HOW TO COMPLETE THIS TASK: Skip the pictures. Copy all the rest of the records down exactly.

DATA:
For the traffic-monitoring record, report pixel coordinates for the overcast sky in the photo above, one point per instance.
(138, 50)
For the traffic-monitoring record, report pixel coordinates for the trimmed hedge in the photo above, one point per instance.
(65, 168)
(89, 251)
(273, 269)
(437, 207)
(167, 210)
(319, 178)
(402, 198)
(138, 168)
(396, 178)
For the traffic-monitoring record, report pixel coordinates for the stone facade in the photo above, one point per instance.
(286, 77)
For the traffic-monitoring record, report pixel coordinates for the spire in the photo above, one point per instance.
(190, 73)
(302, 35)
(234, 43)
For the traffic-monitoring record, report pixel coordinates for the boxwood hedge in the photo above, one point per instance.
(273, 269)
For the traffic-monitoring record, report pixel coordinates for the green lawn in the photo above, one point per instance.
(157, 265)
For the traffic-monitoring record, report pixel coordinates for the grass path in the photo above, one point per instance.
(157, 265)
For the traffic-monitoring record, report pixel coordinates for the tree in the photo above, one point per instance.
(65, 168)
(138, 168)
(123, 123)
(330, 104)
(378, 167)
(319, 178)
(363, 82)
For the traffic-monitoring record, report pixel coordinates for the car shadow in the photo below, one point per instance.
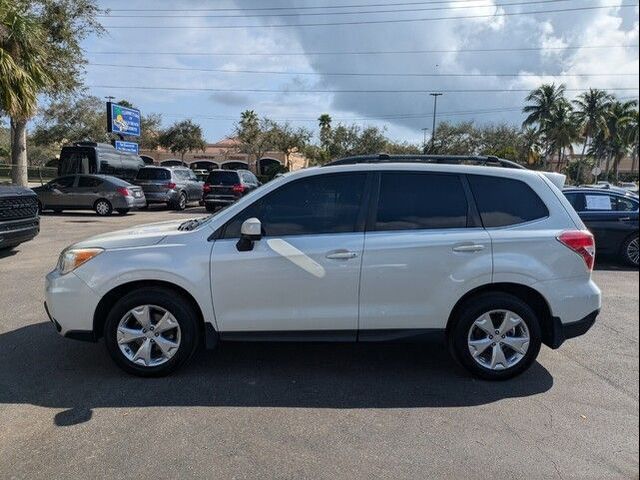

REPLY:
For the traffic-monitoring record, report pixel coordinates for the overcast sky in the photo above, one point per instance.
(138, 50)
For the traffic-monitoring record, report pixel coordinates for the trimmed hedge in the photo above, one point per instance.
(65, 168)
(89, 251)
(273, 269)
(437, 207)
(167, 210)
(319, 178)
(402, 198)
(138, 168)
(396, 178)
For the traffic-monitoring record, report pixel coordinates for the stone facade in the photo above, one point per instance.
(286, 77)
For the traffic-monitoring record, report pixel coordinates for the spire in the photo above, one point per instance.
(190, 73)
(302, 35)
(234, 43)
For the traffic-monitoring record, report pixel coordinates for the boxwood hedge in the photo above, one point per instance.
(273, 269)
For the traffic-monitoring record, report pixel coordinates for the green lawn in the photo above, one point per instance.
(157, 265)
For the traffic-monitoring record, report pixel coordinates for the grass path in the photo above, one point per instance.
(157, 265)
For the traffic-monitoring record, report pixel coordinates for the tree in the photo above, one point per instance.
(65, 168)
(138, 168)
(123, 123)
(330, 104)
(378, 167)
(319, 178)
(363, 82)
For the traffic-monitoring record, report pixel coordinates for the car shadow in the photo below, one point per instance.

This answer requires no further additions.